GIVEN PROBLEM: Change every "pixel coordinates" in the listing below to "exact coordinates", and give the whole listing back with all other text untouched.

※ ※ ※

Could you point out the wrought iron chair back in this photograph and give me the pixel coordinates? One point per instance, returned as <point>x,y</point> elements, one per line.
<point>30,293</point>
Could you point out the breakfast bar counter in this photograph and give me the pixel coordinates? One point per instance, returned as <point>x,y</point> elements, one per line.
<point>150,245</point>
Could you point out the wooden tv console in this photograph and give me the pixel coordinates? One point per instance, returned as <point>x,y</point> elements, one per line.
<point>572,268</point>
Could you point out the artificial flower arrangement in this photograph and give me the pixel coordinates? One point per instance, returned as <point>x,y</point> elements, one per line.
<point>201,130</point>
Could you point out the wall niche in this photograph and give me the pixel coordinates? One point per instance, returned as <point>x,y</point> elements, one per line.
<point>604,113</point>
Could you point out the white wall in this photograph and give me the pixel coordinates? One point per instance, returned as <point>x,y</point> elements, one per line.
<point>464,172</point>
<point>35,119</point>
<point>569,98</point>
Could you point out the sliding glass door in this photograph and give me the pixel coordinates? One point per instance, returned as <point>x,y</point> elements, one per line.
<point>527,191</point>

※ ※ ※

ANSWER TO THE TASK:
Could you point out the wrought iron chair back in this photograph and give me the exact coordinates? One point per instance, returned as <point>x,y</point> elements, one per line.
<point>30,293</point>
Could you point out the breakfast bar counter in this photograph and give me the exact coordinates? One point per instance, returned as <point>x,y</point> elements, one per line.
<point>150,245</point>
Could you point out the wooden tv console in this photograph and give me the exact coordinates? One point per instance, returned as <point>x,y</point> elements, one per line.
<point>572,268</point>
Could you point out the artificial flower arrangement in this photograph and give me the exact coordinates? One point per instance, returned as <point>x,y</point> elements, one per line.
<point>201,130</point>
Could you point out the wall niche in this photograph and give me the exact coordinates? One point per instance, returned as <point>x,y</point> elements, one per line.
<point>604,113</point>
Could you point out the white wall in this photograph and give me the exact coordinates? One point per instance, returned as <point>x,y</point> elements, one per line.
<point>464,172</point>
<point>35,119</point>
<point>569,98</point>
Could you point out the sliding glass door in this photograph and give me the exact coordinates? One point per instance, returned as <point>x,y</point> elements, one per line.
<point>527,191</point>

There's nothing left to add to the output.